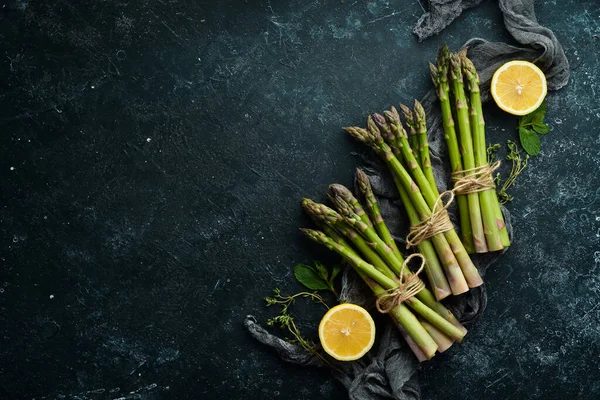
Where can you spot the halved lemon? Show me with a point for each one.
(518, 87)
(347, 332)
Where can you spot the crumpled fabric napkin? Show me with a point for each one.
(388, 371)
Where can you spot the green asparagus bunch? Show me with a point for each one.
(482, 223)
(359, 234)
(449, 268)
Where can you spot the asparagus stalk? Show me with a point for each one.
(412, 130)
(421, 123)
(324, 215)
(388, 284)
(424, 199)
(451, 266)
(396, 314)
(364, 186)
(372, 138)
(490, 228)
(493, 220)
(466, 143)
(441, 339)
(401, 313)
(439, 75)
(339, 195)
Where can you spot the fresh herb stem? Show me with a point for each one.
(286, 321)
(518, 164)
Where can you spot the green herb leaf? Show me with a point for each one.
(321, 270)
(539, 114)
(530, 141)
(310, 277)
(540, 127)
(336, 270)
(526, 120)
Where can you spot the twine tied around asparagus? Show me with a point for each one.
(477, 179)
(438, 222)
(409, 286)
(474, 180)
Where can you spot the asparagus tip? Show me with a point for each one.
(419, 110)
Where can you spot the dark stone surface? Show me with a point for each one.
(152, 161)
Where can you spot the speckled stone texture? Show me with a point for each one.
(152, 161)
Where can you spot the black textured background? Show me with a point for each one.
(152, 159)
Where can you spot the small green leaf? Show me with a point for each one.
(321, 270)
(539, 114)
(530, 141)
(336, 270)
(306, 275)
(540, 128)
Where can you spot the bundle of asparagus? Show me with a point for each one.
(448, 266)
(481, 220)
(364, 241)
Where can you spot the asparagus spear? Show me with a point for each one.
(412, 130)
(324, 215)
(364, 185)
(421, 123)
(433, 268)
(441, 339)
(339, 195)
(424, 193)
(397, 315)
(493, 220)
(388, 284)
(451, 266)
(373, 139)
(439, 75)
(466, 144)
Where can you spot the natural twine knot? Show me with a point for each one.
(438, 222)
(467, 181)
(474, 180)
(410, 285)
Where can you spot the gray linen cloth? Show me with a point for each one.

========================================

* _AIM OF THE EXERCISE_: Copy the text of every item above word for word, leaving out the pictures.

* _RESULT OF THE TASK_:
Where can you spot the halved lemon? Show me with a point for each one.
(518, 87)
(347, 332)
Where can you spot the crumpled fabric napkin? Show me with a point for each one.
(388, 371)
Where can you spot the green asparagus bunch? Show me with a point for each one.
(482, 223)
(359, 234)
(449, 268)
Where can you spot the asparagus stalk? Show me with a point for each one.
(412, 130)
(421, 123)
(324, 215)
(388, 284)
(424, 199)
(451, 266)
(396, 314)
(364, 186)
(372, 138)
(490, 228)
(493, 220)
(466, 143)
(441, 339)
(401, 313)
(439, 75)
(339, 195)
Where can you spot the fresh herb stem? Show me with a point for each one.
(286, 321)
(518, 164)
Where can you spot the green herb leaf? Show me with a point for each one.
(321, 270)
(539, 114)
(530, 141)
(310, 277)
(540, 127)
(336, 270)
(526, 120)
Where can you spot the twine tied around asparagus? Show me with a point for each one.
(477, 179)
(438, 222)
(409, 286)
(474, 180)
Where can you spot the asparagus tip? Show me with a point for each one.
(419, 110)
Where can you spot the dark stone surface? Show me with a point for each one.
(152, 161)
Where can you spot the speckled stone texture? Show me with a point for each one.
(152, 161)
Where can you spot the black textured background? Show me with a point for each one.
(152, 159)
Where can you spot the small green leaf? Show me with a point for each one.
(321, 270)
(539, 114)
(530, 141)
(336, 270)
(306, 275)
(540, 128)
Where can you spot the bundle of asparagus? Show me with a point for each one.
(448, 266)
(481, 220)
(364, 241)
Where can you spot the asparagus spear? Show me with a point for each one.
(412, 130)
(324, 215)
(364, 185)
(421, 123)
(433, 268)
(441, 339)
(339, 195)
(424, 193)
(397, 315)
(493, 220)
(388, 284)
(451, 266)
(373, 139)
(439, 75)
(466, 144)
Where can you spot the natural twine knot? Show me with a point for each one.
(438, 222)
(467, 181)
(474, 180)
(410, 285)
Where can you spot the gray linen cloth? Show me with a point for each one.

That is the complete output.